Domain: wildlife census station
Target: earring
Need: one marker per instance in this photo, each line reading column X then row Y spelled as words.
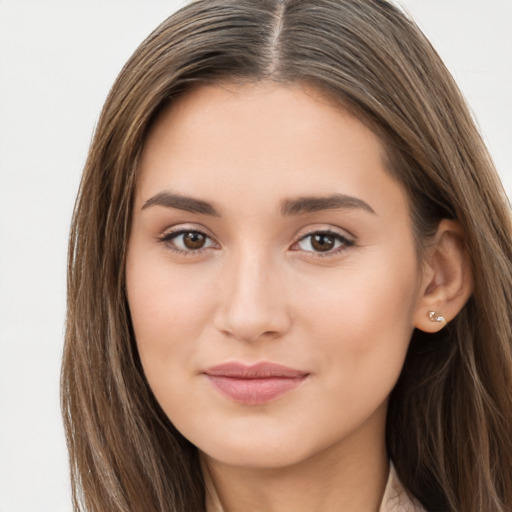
column 435, row 317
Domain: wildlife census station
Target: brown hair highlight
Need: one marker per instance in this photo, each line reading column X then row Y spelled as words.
column 449, row 429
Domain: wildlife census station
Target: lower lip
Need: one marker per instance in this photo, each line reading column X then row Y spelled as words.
column 255, row 391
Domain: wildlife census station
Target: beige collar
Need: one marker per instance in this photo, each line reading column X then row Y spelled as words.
column 395, row 498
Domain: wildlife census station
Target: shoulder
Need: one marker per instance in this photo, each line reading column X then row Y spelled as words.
column 395, row 497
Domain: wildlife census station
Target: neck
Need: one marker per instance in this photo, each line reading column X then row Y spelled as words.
column 351, row 475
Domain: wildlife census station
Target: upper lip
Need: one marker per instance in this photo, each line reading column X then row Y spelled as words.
column 262, row 370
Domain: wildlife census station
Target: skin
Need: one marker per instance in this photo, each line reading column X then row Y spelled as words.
column 258, row 290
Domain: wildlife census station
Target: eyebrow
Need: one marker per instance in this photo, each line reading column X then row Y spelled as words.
column 299, row 206
column 304, row 205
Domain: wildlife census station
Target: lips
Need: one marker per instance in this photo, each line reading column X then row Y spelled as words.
column 254, row 384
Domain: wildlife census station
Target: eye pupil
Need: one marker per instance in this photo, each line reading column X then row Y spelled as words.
column 322, row 242
column 194, row 240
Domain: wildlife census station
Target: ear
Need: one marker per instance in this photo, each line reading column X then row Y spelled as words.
column 447, row 280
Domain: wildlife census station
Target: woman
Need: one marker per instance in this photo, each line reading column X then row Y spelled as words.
column 290, row 274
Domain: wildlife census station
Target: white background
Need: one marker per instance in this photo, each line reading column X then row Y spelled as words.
column 58, row 59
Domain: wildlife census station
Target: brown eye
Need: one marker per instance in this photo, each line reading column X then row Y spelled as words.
column 194, row 240
column 322, row 242
column 188, row 241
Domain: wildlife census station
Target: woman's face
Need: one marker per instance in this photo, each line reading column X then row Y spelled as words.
column 272, row 274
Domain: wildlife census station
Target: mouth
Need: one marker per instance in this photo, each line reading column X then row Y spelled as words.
column 254, row 384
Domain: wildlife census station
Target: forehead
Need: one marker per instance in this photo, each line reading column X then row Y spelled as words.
column 220, row 141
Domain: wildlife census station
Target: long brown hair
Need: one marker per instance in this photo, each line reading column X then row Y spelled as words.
column 449, row 427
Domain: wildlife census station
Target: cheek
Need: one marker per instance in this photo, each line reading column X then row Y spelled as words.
column 362, row 321
column 168, row 310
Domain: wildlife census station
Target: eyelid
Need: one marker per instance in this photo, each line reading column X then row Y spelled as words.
column 167, row 236
column 347, row 240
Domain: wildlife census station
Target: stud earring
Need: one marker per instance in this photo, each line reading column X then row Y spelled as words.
column 435, row 317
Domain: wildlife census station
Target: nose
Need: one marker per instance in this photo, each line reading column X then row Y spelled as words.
column 253, row 301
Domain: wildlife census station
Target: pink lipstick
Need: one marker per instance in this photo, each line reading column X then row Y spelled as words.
column 254, row 384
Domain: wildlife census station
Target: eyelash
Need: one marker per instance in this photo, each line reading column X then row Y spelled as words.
column 345, row 243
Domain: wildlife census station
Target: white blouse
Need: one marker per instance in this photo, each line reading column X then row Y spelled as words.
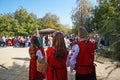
column 74, row 53
column 39, row 54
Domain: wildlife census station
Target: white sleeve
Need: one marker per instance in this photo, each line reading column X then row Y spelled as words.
column 39, row 54
column 75, row 51
column 67, row 61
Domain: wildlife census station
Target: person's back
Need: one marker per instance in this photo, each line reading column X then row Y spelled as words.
column 56, row 58
column 82, row 60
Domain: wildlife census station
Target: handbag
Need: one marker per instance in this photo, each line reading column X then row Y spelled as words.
column 42, row 65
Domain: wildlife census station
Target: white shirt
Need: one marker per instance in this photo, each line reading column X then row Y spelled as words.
column 39, row 54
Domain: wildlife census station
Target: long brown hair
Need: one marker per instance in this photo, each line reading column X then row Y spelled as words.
column 59, row 46
column 82, row 32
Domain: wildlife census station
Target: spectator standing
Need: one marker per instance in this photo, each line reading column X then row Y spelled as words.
column 35, row 52
column 57, row 59
column 82, row 59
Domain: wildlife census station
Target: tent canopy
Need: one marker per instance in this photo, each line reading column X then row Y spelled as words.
column 47, row 31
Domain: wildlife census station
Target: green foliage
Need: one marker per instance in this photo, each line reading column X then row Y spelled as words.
column 81, row 15
column 23, row 23
column 106, row 21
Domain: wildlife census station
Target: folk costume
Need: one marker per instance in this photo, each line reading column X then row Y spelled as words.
column 82, row 60
column 33, row 73
column 57, row 69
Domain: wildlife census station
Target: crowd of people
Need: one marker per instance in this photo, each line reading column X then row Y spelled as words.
column 15, row 41
column 58, row 57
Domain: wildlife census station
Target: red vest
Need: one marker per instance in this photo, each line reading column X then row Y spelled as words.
column 61, row 69
column 85, row 58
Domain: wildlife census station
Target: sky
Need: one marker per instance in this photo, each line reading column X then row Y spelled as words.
column 61, row 8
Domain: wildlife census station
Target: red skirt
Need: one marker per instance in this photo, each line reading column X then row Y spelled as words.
column 33, row 73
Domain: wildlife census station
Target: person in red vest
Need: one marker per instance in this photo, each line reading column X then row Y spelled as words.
column 57, row 58
column 82, row 59
column 35, row 52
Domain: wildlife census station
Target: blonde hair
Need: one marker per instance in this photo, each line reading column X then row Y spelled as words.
column 82, row 32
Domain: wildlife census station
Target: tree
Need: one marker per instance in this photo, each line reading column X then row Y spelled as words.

==========

• THE PROBLEM: Turn every line of the records above into a numbered list, skipping any blank lines. Leave the pictures out of your answer.

• ANSWER:
1. Domain: wildlife census station
2. Target: earring
3. Need: one marker per instance in this photo, each line reading column X then row Y spelled as words.
4. column 435, row 317
5. Domain: wildlife census station
6. Target: brown hair highlight
7. Need: one marker per instance in this photo, each line reading column X then row Y spelled as words.
8. column 449, row 429
9. Domain: wildlife census station
10. Target: lower lip
11. Need: one marker per instance in this photo, each line reading column X then row Y spelled as words.
12. column 255, row 391
13. Domain: wildlife census station
14. Target: beige collar
15. Need: one marker per instance in this photo, each line reading column X then row Y spelled as words.
16. column 395, row 498
17. Domain: wildlife census station
18. Target: shoulder
19. Need: one marker per instance in this photo, each line reading column X then row Y spelled as words.
20. column 395, row 497
21. Domain: wildlife census station
22. Target: neck
23. Need: one marker per instance in this photo, each line reading column X then row Y spelled as words.
24. column 351, row 475
25. Domain: wildlife census station
26. Target: upper lip
27. Need: one marker per instance in this photo, each line reading column X then row Y spelled as words.
28. column 262, row 370
29. Domain: wildlife census station
30. Target: skin
31. Need: one marker per instance in this photo, each line reading column X then row Y spelled as words.
32. column 258, row 290
33. Domain: wildlife census station
34. Target: eyebrow
35. Need: one marker per instance in this photo, each line reading column X then row Y spelled as words.
36. column 299, row 206
37. column 304, row 205
38. Domain: wildlife census station
39. Target: lips
40. Need: one marker per instance in this photo, each line reading column X then row Y spelled as words.
41. column 254, row 384
42. Domain: wildlife census station
43. Target: eye pupil
44. Need: one marker per instance in this photo, each line reading column X then row Y spelled as words.
45. column 322, row 242
46. column 194, row 240
47. Domain: wildlife census station
48. Target: ear
49. Need: one marker per instance in this photo, each line reading column X then row Y spelled as words.
50. column 447, row 280
51. Domain: wildlife census station
52. Target: woman
53. Need: one marker per instance in this photo, each line reading column X then row Y spelled as words.
54. column 290, row 274
55. Domain: wildlife census station
56. Target: white background
57. Need: one marker per instance in this photo, each line reading column X then row Y spelled as words.
58. column 58, row 59
59. Domain: wildlife census station
60. Target: brown eye
61. Need: one marker per instance in this photo, each line reading column X then row Y spelled as words.
62. column 194, row 240
63. column 322, row 242
64. column 188, row 241
65. Domain: wildlife census station
66. Target: woman's face
67. Need: one marker per instance in this photo, each line reading column X then row Y spelled as words.
68. column 272, row 274
69. Domain: wildlife census station
70. Target: mouth
71. Need: one marker per instance in this photo, each line reading column X then row Y spelled as words.
72. column 254, row 384
73. Domain: wildlife census station
74. Target: forehead
75. Need: one marker per instance in this photo, each line reading column X then row Y spelled as words.
76. column 220, row 141
77. Domain: wildlife census station
78. Target: long brown hair
79. Need: one marker per instance in this photo, each line reading column X then row Y spelled as words.
80. column 449, row 427
81. Domain: wildlife census station
82. Target: cheek
83. Need: one marker per instance in this photo, each line reading column X then row Y spelled as words.
84. column 362, row 321
85. column 168, row 310
86. Domain: wildlife census station
87. Target: eyelid
88. Need: one marker per instance in this photo, each line reading column X then row Y spelled as words.
89. column 167, row 236
90. column 347, row 240
91. Domain: wildlife census station
92. Target: stud earring
93. Need: one marker per instance in this photo, each line reading column X then row Y spelled as words.
94. column 435, row 317
95. Domain: wildlife census station
96. Target: nose
97. Need: one marker per instance in this photo, each line reading column X then row Y spelled as words.
98. column 253, row 301
99. Domain: wildlife census station
100. Target: pink lipstick
101. Need: one marker per instance in this photo, each line reading column X then row Y spelled as words.
102. column 254, row 384
103. Domain: wildlife census station
104. Target: eyelash
105. Need: one marker per instance in this photo, each line reading column X then row Y spelled as words.
106. column 345, row 243
107. Domain: wildlife census station
108. Target: white blouse
109. Need: one marker per instance in this photo, each line reading column X then row Y spelled as words.
110. column 74, row 53
111. column 39, row 54
112. Domain: wildlife census station
113. Target: white sleeve
114. Need: one marker per instance in this photo, each line reading column X then row Y spelled as words.
115. column 39, row 54
116. column 75, row 51
117. column 67, row 61
118. Domain: wildlife census station
119. Target: person's back
120. Need: one marker per instance in this photo, each line reading column X then row Y spelled as words.
121. column 56, row 58
122. column 82, row 60
123. Domain: wildlife census station
124. Target: handbag
125. Need: one marker per instance in this photo, each line reading column X then row Y spelled as words.
126. column 42, row 65
127. Domain: wildlife census station
128. Target: white shirt
129. Need: one marker per instance in this photo, each line reading column X then row Y spelled as words.
130. column 39, row 54
131. Domain: wildlife census station
132. Target: long brown hair
133. Need: one marker per instance in this photo, each line reading column X then row Y spelled as words.
134. column 59, row 46
135. column 82, row 32
136. Domain: wildlife census station
137. Target: spectator standing
138. Need: one marker per instance in this photo, each line reading column X then row Y spelled as words.
139. column 35, row 52
140. column 57, row 59
141. column 82, row 59
142. Domain: wildlife census station
143. Target: tent canopy
144. Need: one marker per instance in this photo, each line reading column X then row Y spelled as words.
145. column 47, row 31
146. Domain: wildlife census station
147. Target: green foliage
148. Need: one marker per instance in this photo, each line reading column X then row Y spelled as words.
149. column 81, row 15
150. column 23, row 23
151. column 106, row 21
152. Domain: wildlife census station
153. Target: folk costume
154. Need: one marker per instance in this photo, each line reading column X then row Y spelled as words.
155. column 82, row 60
156. column 33, row 73
157. column 57, row 69
158. Domain: wildlife census station
159. Target: crowd of people
160. Need: one marker per instance in this photo, each line reading column X then row Y spelled as words.
161. column 15, row 41
162. column 58, row 57
163. Domain: wildlife census station
164. Target: red vest
165. Need: one marker per instance in this photo, each line reading column X then row Y spelled as words.
166. column 61, row 69
167. column 85, row 58
168. Domain: wildlife census station
169. Target: sky
170. Need: one marker per instance in this photo, each line reading column X then row Y spelled as words.
171. column 61, row 8
172. Domain: wildlife census station
173. Target: red skirt
174. Need: one marker per instance in this photo, each line reading column X then row Y spelled as words.
175. column 33, row 73
176. Domain: wildlife census station
177. Target: person in red vest
178. Need: one marker per instance in this photo, each line reading column X then row Y spelled as words.
179. column 57, row 58
180. column 82, row 59
181. column 35, row 52
182. Domain: wildlife census station
183. Target: blonde hair
184. Need: one marker per instance in this photo, each line reading column X then row Y spelled as words.
185. column 82, row 32
186. Domain: wildlife census station
187. Target: tree
188. Need: one marker per instance in this photo, each line reading column X then row Y spelled as words.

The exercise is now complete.